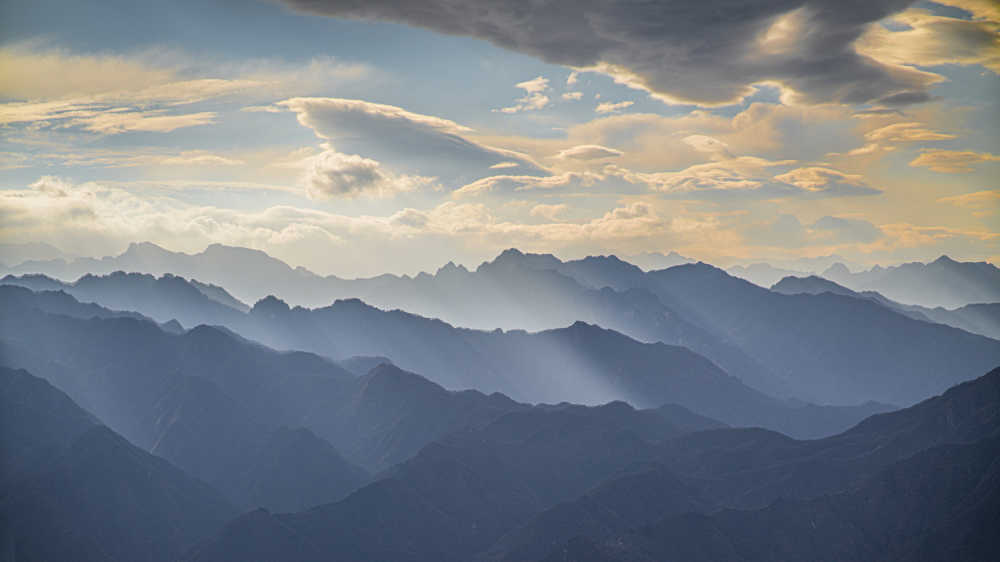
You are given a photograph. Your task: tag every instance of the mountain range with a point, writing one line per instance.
(981, 319)
(532, 409)
(582, 363)
(733, 323)
(943, 282)
(72, 489)
(501, 492)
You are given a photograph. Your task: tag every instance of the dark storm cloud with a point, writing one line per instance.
(706, 51)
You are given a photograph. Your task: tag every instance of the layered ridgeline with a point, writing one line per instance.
(486, 478)
(221, 407)
(581, 363)
(943, 282)
(73, 489)
(823, 348)
(610, 483)
(981, 319)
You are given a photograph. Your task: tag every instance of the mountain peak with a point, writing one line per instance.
(270, 305)
(145, 249)
(450, 267)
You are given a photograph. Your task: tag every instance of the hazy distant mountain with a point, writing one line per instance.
(217, 405)
(943, 282)
(74, 490)
(788, 345)
(249, 274)
(520, 483)
(204, 400)
(163, 299)
(582, 363)
(762, 274)
(459, 495)
(981, 319)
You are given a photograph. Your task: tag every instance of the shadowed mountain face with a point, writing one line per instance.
(531, 480)
(785, 345)
(581, 363)
(942, 504)
(205, 400)
(216, 404)
(74, 490)
(944, 282)
(981, 319)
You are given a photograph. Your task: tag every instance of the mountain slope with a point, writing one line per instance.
(205, 400)
(581, 363)
(831, 347)
(983, 319)
(78, 491)
(943, 282)
(898, 515)
(513, 488)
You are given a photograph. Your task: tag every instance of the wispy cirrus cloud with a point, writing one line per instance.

Activity: Transcribe the records above verbatim. Do not carry over any picture.

Task answer:
You are given a photograph. Your task: tag every instance of the mountain range with a point, writing one line per instance.
(981, 319)
(532, 409)
(582, 363)
(733, 323)
(943, 282)
(72, 489)
(501, 492)
You are given a photograph. Your task: tag every instance of the dark storm cloud with a point, writing one line per instance.
(706, 51)
You are given a photograph. Your task: tag every instance of the layered ridgeline with a point, writing one line per instance.
(486, 478)
(221, 407)
(581, 363)
(943, 282)
(73, 489)
(823, 348)
(610, 483)
(981, 319)
You are given a photograph. Your task: tag every instance of the mountain peak with a point, writing one line per instance.
(270, 305)
(145, 249)
(450, 267)
You are given a photograph. Your task: tag every instance of the hazy distant mountain with a point, writing one line per instance.
(217, 405)
(943, 282)
(74, 490)
(788, 345)
(249, 274)
(520, 483)
(204, 400)
(163, 299)
(582, 363)
(762, 274)
(459, 495)
(981, 319)
You are given a photograph. Your task: tag every instance of the shadowed mountain face with a point, writing one line per instance.
(531, 480)
(785, 345)
(581, 363)
(942, 504)
(205, 400)
(216, 404)
(74, 490)
(944, 282)
(981, 319)
You are given a photograph. Your task: tag every instance of the mountain slope with a point, writing one line per instance.
(205, 400)
(581, 363)
(831, 347)
(983, 319)
(78, 491)
(943, 282)
(898, 515)
(513, 488)
You are given a photograph. Your task: tag every instance of the wispy cirrus cloud with a point, writing one line per instance.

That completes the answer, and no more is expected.